Image object location entries:

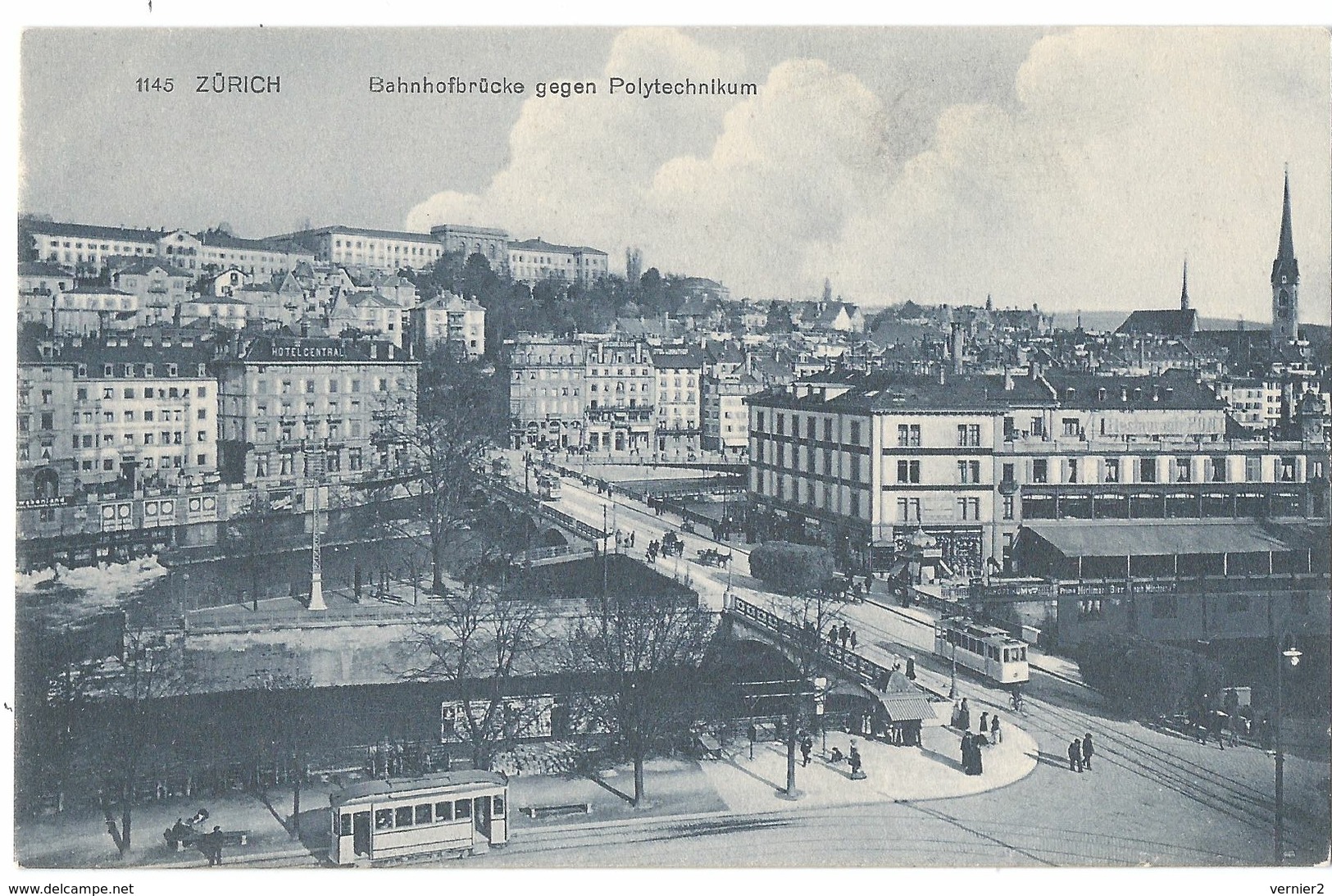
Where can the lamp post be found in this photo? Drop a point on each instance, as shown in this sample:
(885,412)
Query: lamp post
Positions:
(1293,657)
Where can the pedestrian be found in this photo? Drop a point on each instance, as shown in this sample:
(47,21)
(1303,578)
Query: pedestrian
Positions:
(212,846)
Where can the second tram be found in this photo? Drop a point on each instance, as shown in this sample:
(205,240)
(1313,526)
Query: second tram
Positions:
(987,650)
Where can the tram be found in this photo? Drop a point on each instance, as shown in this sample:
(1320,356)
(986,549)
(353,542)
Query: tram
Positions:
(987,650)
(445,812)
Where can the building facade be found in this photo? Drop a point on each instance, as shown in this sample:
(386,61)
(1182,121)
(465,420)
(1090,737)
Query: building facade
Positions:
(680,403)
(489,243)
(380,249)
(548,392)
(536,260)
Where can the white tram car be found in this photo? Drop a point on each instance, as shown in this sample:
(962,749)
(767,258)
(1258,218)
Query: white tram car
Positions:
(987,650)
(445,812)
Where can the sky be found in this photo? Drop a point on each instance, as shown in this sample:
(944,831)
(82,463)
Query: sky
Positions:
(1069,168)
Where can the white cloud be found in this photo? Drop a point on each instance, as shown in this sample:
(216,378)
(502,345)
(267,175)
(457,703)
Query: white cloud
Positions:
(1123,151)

--

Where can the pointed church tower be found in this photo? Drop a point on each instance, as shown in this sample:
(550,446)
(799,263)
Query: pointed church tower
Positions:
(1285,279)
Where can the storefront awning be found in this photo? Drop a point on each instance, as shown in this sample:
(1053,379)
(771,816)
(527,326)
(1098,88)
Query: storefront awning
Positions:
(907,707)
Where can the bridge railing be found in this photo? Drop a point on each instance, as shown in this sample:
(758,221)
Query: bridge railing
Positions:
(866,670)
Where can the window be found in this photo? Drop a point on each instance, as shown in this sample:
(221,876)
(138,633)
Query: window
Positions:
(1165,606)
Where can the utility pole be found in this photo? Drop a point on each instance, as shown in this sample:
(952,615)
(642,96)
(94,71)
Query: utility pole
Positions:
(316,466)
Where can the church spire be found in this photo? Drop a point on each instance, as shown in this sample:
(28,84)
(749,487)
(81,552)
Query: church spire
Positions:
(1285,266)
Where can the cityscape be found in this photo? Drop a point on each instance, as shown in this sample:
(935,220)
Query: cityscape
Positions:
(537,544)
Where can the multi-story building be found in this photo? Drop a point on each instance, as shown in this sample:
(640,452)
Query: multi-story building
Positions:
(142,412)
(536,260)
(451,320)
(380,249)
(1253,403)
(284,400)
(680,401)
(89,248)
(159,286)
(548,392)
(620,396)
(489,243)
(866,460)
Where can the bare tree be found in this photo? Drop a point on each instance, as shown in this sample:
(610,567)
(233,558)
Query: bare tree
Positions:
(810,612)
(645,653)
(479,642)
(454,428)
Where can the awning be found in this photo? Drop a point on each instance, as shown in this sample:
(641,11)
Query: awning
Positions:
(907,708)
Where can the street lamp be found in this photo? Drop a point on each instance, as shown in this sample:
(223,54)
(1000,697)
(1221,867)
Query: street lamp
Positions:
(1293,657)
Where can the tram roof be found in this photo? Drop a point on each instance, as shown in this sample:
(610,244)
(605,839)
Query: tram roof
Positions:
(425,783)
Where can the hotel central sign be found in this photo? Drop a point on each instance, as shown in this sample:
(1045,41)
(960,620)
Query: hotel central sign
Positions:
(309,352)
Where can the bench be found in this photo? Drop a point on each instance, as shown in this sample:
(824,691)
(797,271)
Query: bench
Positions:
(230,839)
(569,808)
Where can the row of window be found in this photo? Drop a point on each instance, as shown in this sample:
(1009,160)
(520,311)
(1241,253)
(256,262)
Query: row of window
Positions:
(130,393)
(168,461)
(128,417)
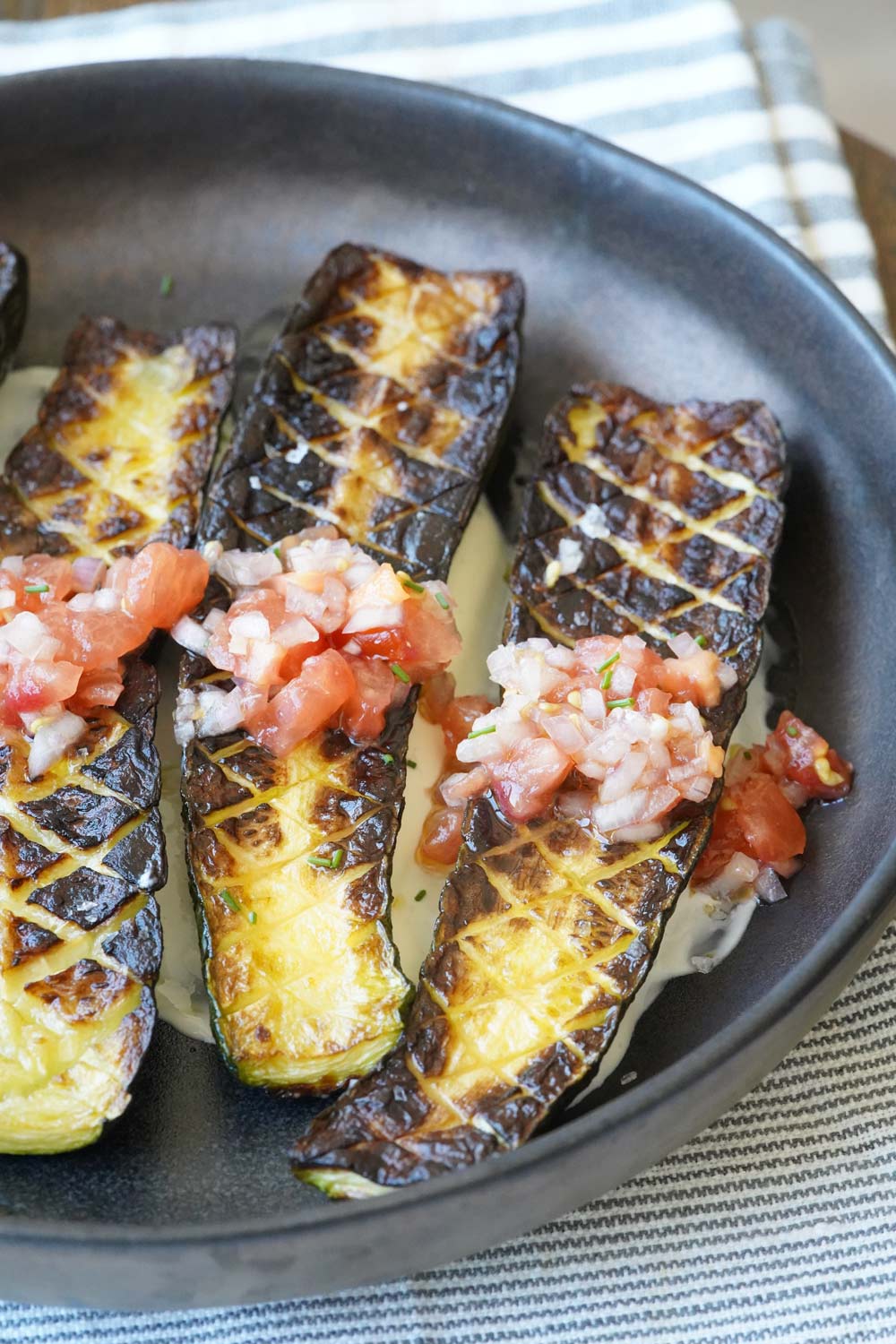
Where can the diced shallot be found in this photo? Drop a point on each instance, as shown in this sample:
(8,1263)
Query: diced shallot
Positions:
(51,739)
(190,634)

---

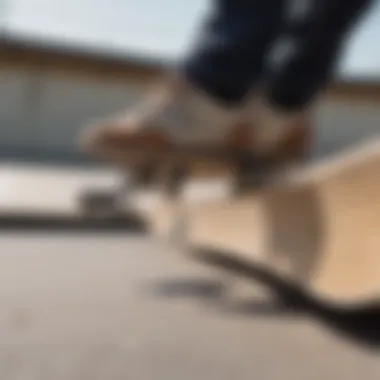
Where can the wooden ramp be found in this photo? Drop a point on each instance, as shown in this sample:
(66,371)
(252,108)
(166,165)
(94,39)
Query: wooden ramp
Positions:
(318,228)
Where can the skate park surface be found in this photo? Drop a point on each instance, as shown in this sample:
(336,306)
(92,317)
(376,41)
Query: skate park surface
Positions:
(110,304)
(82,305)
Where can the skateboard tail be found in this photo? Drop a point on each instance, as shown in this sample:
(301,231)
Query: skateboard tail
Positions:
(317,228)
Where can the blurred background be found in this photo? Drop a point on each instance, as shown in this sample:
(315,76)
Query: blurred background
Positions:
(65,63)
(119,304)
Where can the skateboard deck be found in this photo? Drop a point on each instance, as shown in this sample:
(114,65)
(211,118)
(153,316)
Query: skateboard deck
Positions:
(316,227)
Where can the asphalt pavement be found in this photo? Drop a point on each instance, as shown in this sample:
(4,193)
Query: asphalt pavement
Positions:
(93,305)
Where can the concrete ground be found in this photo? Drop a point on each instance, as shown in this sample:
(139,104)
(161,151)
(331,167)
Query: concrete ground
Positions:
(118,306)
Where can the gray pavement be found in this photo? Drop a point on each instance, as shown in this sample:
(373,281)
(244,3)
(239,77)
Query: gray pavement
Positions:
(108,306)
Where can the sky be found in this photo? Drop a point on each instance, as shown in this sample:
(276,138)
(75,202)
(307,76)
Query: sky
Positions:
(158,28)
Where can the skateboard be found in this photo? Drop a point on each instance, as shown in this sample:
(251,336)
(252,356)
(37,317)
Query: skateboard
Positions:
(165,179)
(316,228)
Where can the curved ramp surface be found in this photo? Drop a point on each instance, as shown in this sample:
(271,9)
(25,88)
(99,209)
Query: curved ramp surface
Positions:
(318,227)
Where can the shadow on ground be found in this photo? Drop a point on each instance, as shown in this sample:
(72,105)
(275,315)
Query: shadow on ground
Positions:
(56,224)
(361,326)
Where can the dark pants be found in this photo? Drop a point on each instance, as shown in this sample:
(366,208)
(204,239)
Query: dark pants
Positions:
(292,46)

# WRITTEN INSTRUCTION:
Please report every line in the entries above that contains the word "pedestrian".

# SOLUTION TO THE EXERCISE:
Where can the pedestrian be found in this photo? Drop a point on each instance, as shown in this sample:
Query: pedestrian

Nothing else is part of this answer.